■ PROBLEM TO SOLVE
Can you render the listing below as a JSON array of strings, one string per line, with blank lines left out?
====== DATA
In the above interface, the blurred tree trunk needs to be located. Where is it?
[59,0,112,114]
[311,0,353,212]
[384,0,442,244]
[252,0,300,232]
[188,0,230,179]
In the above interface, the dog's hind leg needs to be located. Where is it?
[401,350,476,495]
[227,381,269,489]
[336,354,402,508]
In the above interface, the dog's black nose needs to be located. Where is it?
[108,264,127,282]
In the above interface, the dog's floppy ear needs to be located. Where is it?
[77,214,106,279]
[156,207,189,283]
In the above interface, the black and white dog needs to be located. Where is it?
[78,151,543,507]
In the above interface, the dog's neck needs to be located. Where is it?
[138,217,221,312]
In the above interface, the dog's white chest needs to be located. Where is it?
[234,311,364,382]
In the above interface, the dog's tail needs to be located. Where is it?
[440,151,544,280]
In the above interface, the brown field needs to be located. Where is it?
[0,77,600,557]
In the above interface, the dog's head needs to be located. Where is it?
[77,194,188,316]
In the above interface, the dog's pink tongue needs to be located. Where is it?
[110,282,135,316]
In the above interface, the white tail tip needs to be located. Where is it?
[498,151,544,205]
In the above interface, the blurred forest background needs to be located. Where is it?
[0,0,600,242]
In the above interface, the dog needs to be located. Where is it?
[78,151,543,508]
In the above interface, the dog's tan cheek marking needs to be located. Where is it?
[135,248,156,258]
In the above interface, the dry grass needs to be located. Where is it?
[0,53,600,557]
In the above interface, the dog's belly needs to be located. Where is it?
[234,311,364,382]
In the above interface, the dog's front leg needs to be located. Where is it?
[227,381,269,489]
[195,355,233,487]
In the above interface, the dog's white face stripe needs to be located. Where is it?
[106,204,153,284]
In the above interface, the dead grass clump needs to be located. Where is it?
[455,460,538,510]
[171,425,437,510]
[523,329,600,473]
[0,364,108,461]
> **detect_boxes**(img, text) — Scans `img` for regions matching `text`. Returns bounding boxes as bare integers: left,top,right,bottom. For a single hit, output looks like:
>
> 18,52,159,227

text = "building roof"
============
■ TASK OUTPUT
[
  "In the above interface, the blurred tree trunk needs to be located. Where is it?",
  "[59,0,112,114]",
  "[311,0,353,212]",
  "[384,0,442,244]",
  "[252,0,300,232]",
  "[188,0,230,179]",
  "In the above interface, the dog's hind leg needs to be located. Where is it?",
  "[401,350,476,495]",
  "[227,381,269,489]",
  "[336,354,402,508]",
  "In the above interface, the dog's black nose needs to be located. Where is it?",
  "[108,264,127,282]",
  "In the above interface, the dog's floppy ear needs to be located. Where is it?",
  "[77,214,106,279]",
  "[156,207,189,283]",
  "In the above interface, the black and white dog needs to be located. Where is it?",
  "[78,151,543,507]",
  "In the above interface, the dog's neck needs to be located. Where is it?",
  "[138,217,221,312]",
  "In the above interface, the dog's white chest needs to be located. Where is it?",
  "[234,311,364,382]",
  "In the above interface, the dog's tail needs to be located. Where is it?",
  "[440,151,544,280]",
  "In the above interface, the brown field needs to be located. Where is it?",
  "[0,77,600,557]",
  "In the above interface, the dog's head needs to be located. Where is it?",
  "[77,194,188,316]",
  "In the above interface, the dog's pink tongue needs to be located. Where is it?",
  "[110,282,135,316]",
  "In the above interface, the white tail tip needs to be located. Where is it?",
  "[498,151,544,205]",
  "In the above interface, the blurred forest background needs to be located. Where is it?",
  "[0,0,600,242]",
  "In the above interface, the dog needs to be located. Where is it?",
  "[78,151,543,508]",
  "In the above interface, the dog's tan cheek marking needs to be located. Where is it?",
  "[135,248,156,258]",
  "In the above interface, the dry grass needs to be located. Where is it?",
  "[0,53,600,557]",
  "In the above interface, the dog's belly needs to be located. Where is it?",
  "[234,311,364,382]",
  "In the above interface, the dog's front leg needs to be located. Where is it?",
  "[227,381,269,489]",
  "[195,355,233,487]",
  "In the above interface, the dog's white face stripe needs to be located. Where is it?",
  "[106,204,153,284]",
  "In the above interface, the dead grass clump needs to be located. Where is it?",
  "[455,460,538,510]",
  "[171,425,437,510]",
  "[523,329,600,473]",
  "[0,364,108,461]",
  "> **detect_boxes**(img, text) — Scans `img` for regions matching `text`. Returns bounding boxes as bare integers: left,top,right,bottom. For a single hit, output looks like:",
  ">",
  "> 18,52,159,227",
  "text = \"building roof\""
]